Dataset records:
____

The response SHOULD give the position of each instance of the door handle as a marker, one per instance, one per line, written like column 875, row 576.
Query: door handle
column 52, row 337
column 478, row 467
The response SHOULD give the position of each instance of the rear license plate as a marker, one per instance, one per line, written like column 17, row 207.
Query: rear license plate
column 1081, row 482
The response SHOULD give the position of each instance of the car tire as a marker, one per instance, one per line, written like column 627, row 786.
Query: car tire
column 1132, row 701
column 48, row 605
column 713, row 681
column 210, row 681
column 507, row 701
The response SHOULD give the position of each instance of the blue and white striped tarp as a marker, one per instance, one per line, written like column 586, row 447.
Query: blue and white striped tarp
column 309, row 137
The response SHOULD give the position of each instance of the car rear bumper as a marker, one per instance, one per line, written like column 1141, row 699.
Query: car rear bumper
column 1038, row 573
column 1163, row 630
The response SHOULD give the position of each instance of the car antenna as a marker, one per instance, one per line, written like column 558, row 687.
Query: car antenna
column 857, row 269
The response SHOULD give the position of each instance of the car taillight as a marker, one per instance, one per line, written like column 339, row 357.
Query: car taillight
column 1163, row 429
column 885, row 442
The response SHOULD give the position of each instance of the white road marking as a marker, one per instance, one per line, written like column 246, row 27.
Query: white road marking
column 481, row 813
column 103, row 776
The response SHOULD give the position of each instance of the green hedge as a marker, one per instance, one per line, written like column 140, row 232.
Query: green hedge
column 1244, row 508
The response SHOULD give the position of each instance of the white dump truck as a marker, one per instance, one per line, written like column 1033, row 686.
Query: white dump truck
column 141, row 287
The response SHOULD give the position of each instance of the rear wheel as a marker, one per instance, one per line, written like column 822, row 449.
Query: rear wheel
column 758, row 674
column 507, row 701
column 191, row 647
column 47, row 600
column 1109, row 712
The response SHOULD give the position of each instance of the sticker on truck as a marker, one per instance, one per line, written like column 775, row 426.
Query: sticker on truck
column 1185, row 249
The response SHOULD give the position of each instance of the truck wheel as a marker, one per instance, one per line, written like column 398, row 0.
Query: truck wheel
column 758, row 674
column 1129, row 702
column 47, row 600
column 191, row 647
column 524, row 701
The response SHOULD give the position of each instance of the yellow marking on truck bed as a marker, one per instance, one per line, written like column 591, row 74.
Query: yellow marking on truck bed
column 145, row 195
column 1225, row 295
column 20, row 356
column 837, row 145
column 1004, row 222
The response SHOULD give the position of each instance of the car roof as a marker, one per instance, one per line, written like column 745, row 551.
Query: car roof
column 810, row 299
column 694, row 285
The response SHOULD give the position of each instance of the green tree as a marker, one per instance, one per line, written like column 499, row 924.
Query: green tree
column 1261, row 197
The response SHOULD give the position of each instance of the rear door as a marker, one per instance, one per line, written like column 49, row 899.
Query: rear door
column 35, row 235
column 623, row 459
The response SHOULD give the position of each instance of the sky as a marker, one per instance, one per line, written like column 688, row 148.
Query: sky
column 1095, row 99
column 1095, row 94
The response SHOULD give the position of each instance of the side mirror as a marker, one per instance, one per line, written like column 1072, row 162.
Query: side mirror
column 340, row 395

____

Directions for this task:
Return a word-for-word copy of the lines above from the one holding "246, row 27." through the one holding "1033, row 686.", with both of them included and nothing besides.

Response:
The response SHOULD give the position of each instance of the white road marking as a marker, one per instance, one per line, written like column 246, row 27.
Query: white road marking
column 481, row 813
column 103, row 776
The response SHOULD give the position of each instance of the green hedge as a marker, one per instance, one per line, written like column 140, row 232.
Query: green hedge
column 1244, row 508
The response SHOULD give the position of each instance of the white dump truck as a marker, one per instance, one per line, written like column 1033, row 686.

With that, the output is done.